STATED TASK 1:
Could you copy the passage of the Dollhouse recap that starts at "Last week’s episode" and ends at "and capturing Alpha.", word for word?

SUPPLIED TEXT:
+===+
This week was the season (and possibly series) finale of Dollhouse. It left me feeling a little conflicted.
Last week’s episode ended with Alpha imprinting Echo with a personality who thought she was his True Romance-style criminal doomed love girlfriend, and taking her out of the dollhouse while Ballard had Adelle and Boyd distracted. Since it was kind of Ballard’s fault Alpha just got to waltz into the dollhouse and have a convenient cover for his activities, he decides to give Adelle his help in recovering Echo and capturing Alpha.
Ballard puts his FBI skills to work and almost immediately sees a pattern to Alpha’s initial attacks that no one else had (somehow I found this hard to believe, that they didn’t put any kind of criminal profiler on the case…but maybe it was a situation they thought they understood and therefore saw no reason to bring in an outside analyzer for).
We see flashbacks to Alpha’s past where he immediately notices Echo and becomes obsessed with her. His initial attack was on an active named Whiskey (who had originally used the crazy girlfriend imprint he gives to Echo), who was the best and most requested active when he attacked her. He says “why don’t you let Echo be number one?” before he slashes her face and then goes on his rampage. Whiskey is the character we know as Dr. Saunders–who, we see, had originally been a real person and one of Alpha’s victims. So the doctor isn’t actually real; it’s Whiskey’s low-risk assignment to finish out her contract now that she’s already been “ruined” for regular assignments.
Alpha took all of Echo’s imprints with him, as well as the original Caroline scan. He and Echo kidnap a store clerk, while Topher searches for the imprint Alpha used on Echo and Boyd and Ballard try to figure out where Alpha might have taken her. When the most logical “off the map” place they know of Alpha ever going on an assignment turns out to be a warehouse he went with Whiskey, Topher checks that scan and realizes who Echo thinks she is. Boyd and Ballard set off in hot pursuit.
Meanwhile at the warehouse, Alpha imprints the store clerk with Caroline in his MacGuyver-rigged imprint machine, and tries to explain to Echo what’s going on. That task is made difficult by Echo’s current imprint’s limited intellect and by Alpha’s own personalities getting in each other’s way. Alan Tudyk did a great job of being frighteningly crazy and his own comic relief at the same time, which is pretty impressive, when you think about it.
Alpha’s job of explaining the realities of the world to Echo gets easier after he imprints all 38 of her personalities on her at once–what happened to him–to create her “Omega” personality. She doesn’t react as he expects, however; instead of bonding with Alpha and wanting to join him in forming a new world order with them as the Ubermensch, she attacks him for trying to hurt Caroline. She “understands everything” including that none of those 38 minds in her head at that moment is actually her own. Alpha shoots the store clerk in a fit of temper and takes off with the Caroline imprint. Echo chases him toward the roof of the building. He tosses the imprint off the edge and tells her to go get it if she wants to save her “real” self.
+===+
EXERCISE DATA:
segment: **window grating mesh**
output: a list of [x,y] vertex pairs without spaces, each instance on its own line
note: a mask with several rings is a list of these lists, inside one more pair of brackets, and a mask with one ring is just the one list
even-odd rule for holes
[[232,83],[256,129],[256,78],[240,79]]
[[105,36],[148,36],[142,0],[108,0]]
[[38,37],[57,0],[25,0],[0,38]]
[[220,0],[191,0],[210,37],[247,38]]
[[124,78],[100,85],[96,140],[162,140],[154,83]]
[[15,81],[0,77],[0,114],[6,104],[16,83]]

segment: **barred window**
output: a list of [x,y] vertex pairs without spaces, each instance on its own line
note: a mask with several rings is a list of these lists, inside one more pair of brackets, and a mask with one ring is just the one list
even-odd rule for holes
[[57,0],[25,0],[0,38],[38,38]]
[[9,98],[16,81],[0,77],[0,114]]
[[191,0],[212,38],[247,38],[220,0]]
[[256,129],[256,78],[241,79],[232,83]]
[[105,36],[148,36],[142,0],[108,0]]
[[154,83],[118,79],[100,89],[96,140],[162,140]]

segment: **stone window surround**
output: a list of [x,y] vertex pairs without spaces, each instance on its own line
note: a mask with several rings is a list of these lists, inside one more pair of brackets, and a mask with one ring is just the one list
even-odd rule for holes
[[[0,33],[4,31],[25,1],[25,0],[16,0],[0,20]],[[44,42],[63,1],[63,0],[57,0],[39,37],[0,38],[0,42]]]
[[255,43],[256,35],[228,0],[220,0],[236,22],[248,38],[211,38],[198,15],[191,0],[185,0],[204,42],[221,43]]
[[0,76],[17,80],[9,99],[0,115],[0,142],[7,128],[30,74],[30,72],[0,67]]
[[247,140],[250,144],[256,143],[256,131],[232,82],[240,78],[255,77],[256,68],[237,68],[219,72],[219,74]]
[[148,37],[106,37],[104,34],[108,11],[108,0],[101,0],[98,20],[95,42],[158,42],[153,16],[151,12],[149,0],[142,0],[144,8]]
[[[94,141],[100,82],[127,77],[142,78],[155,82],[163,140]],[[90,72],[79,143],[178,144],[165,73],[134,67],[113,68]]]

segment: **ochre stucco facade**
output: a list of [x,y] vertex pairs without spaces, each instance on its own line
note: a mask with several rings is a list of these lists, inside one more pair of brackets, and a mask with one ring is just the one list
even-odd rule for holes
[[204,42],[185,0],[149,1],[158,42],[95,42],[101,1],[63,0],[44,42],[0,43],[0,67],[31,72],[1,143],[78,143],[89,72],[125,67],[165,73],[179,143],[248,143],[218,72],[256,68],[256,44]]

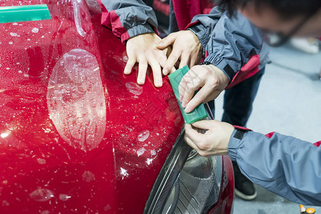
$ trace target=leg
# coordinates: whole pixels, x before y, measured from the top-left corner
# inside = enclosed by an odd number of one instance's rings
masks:
[[[246,126],[264,72],[265,68],[252,77],[225,91],[222,121],[235,126]]]

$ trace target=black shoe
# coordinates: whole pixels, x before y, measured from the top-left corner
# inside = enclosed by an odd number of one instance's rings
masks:
[[[253,183],[246,178],[240,170],[236,162],[233,162],[234,170],[234,193],[237,196],[243,200],[253,200],[256,198],[257,193]]]

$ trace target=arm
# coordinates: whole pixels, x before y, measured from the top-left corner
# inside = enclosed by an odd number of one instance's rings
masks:
[[[223,12],[206,45],[208,56],[205,61],[210,65],[192,68],[193,73],[188,73],[180,84],[185,111],[190,112],[202,102],[216,98],[250,58],[260,53],[262,44],[258,31],[247,19],[240,14],[230,18],[226,11]],[[196,81],[190,80],[193,76]],[[193,97],[200,87],[202,88]]]
[[[170,48],[159,50],[156,46],[160,38],[154,31],[157,20],[153,9],[141,0],[98,0],[102,11],[101,23],[126,44],[128,60],[124,68],[130,74],[138,63],[137,83],[143,84],[148,65],[153,71],[154,84],[163,85],[161,66],[165,65]]]
[[[237,131],[217,121],[185,125],[185,140],[203,156],[228,153],[245,176],[271,192],[295,203],[321,205],[321,147],[275,133],[269,138]]]
[[[225,11],[212,32],[205,61],[223,71],[230,82],[250,58],[260,52],[262,45],[258,29],[245,17],[238,13],[229,18]]]
[[[222,14],[223,11],[218,7],[215,7],[209,14],[194,16],[187,31],[170,34],[162,39],[157,46],[158,49],[163,49],[169,46],[173,47],[173,51],[163,67],[165,75],[169,73],[174,65],[178,68],[188,65],[191,68],[200,63],[202,56],[205,56],[211,32]]]
[[[113,31],[123,43],[137,35],[155,33],[157,19],[153,9],[141,0],[98,0],[101,24]]]
[[[321,205],[320,147],[280,133],[268,138],[249,131],[241,140],[231,137],[228,153],[253,183],[295,203]]]

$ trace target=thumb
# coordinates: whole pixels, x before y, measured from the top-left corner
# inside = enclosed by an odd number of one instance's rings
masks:
[[[218,121],[215,120],[203,120],[195,122],[191,125],[195,128],[208,130],[213,128],[217,123],[218,123]]]
[[[176,39],[176,34],[175,33],[170,34],[158,43],[158,44],[156,46],[156,48],[158,49],[165,49],[170,45],[173,44],[175,42],[175,40]]]

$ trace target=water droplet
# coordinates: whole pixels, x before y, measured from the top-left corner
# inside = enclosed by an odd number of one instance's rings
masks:
[[[83,180],[86,182],[91,182],[91,180],[95,180],[95,175],[90,171],[85,171],[83,174]]]
[[[141,95],[143,93],[143,87],[133,82],[126,83],[127,90],[133,94]]]
[[[150,165],[153,161],[153,159],[147,158],[146,163],[147,164]]]
[[[138,157],[141,156],[144,153],[144,152],[146,151],[146,149],[143,147],[141,148],[137,151],[137,154],[138,155]]]
[[[128,173],[127,173],[127,170],[121,167],[121,174],[124,176],[128,176]]]
[[[42,158],[37,159],[38,163],[39,164],[46,164],[46,160]]]
[[[71,196],[66,195],[66,194],[60,194],[59,195],[59,199],[63,201],[66,201],[71,198]]]
[[[149,137],[149,134],[150,132],[148,130],[144,130],[138,134],[137,138],[138,139],[139,141],[143,142]]]
[[[46,201],[54,197],[54,193],[48,189],[37,189],[29,194],[31,199],[36,201]]]
[[[32,31],[32,33],[36,34],[36,33],[38,33],[39,31],[39,29],[34,28],[34,29],[32,29],[31,31]]]

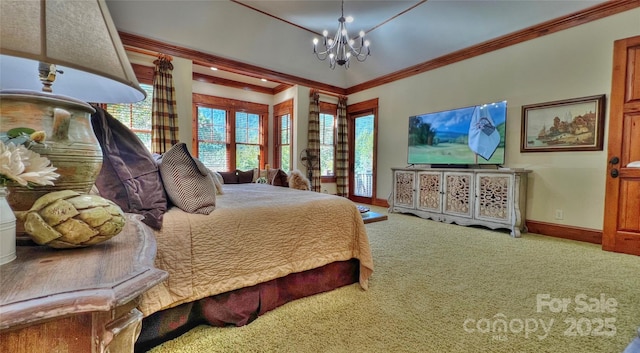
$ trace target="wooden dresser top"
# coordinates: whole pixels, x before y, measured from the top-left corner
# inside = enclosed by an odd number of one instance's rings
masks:
[[[135,215],[115,237],[90,247],[17,246],[0,266],[0,330],[80,312],[108,311],[160,283],[153,231]]]

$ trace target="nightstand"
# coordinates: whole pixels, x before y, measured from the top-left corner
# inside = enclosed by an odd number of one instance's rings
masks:
[[[0,352],[133,352],[137,298],[167,273],[153,231],[127,215],[123,231],[86,248],[18,246],[0,266]]]

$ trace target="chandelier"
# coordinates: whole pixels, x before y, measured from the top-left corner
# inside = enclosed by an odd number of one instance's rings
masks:
[[[324,39],[323,48],[318,50],[318,38],[313,39],[313,53],[322,61],[329,58],[329,67],[335,69],[336,64],[349,67],[349,60],[356,58],[363,62],[367,56],[371,55],[369,49],[369,41],[364,39],[364,31],[360,31],[358,37],[349,39],[346,23],[353,22],[353,17],[344,17],[344,0],[342,0],[342,15],[338,19],[338,31],[333,38],[329,38],[329,32],[324,30],[322,36]],[[356,40],[359,44],[356,45]]]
+===+
STATED TASK 2:
Can you repeat the lines of the entries exactly, starting at the line that contains "segment: **barred window**" and ending at the line that contains "[[256,129],[256,78],[241,79],[232,83]]", both of those lines included?

SOLUTION 1:
Last week’s episode ended with Alpha imprinting Echo with a personality who thought she was his True Romance-style criminal doomed love girlfriend, and taking her out of the dollhouse while Ballard had Adelle and Boyd distracted. Since it was kind of Ballard’s fault Alpha just got to waltz into the dollhouse and have a convenient cover for his activities, he decides to give Adelle his help in recovering Echo and capturing Alpha.

SOLUTION 2:
segment: **barred window**
output: a list of [x,y] vertex pairs without spaces, each instance on its own line
note: a mask with several rings is a list of these lists, inside one more pair of brackets, and a mask with one ring is just the one list
even-odd rule for holes
[[57,0],[25,0],[0,38],[38,38]]
[[9,98],[16,81],[0,77],[0,114]]
[[191,0],[212,38],[247,38],[220,0]]
[[256,129],[256,78],[241,79],[232,83]]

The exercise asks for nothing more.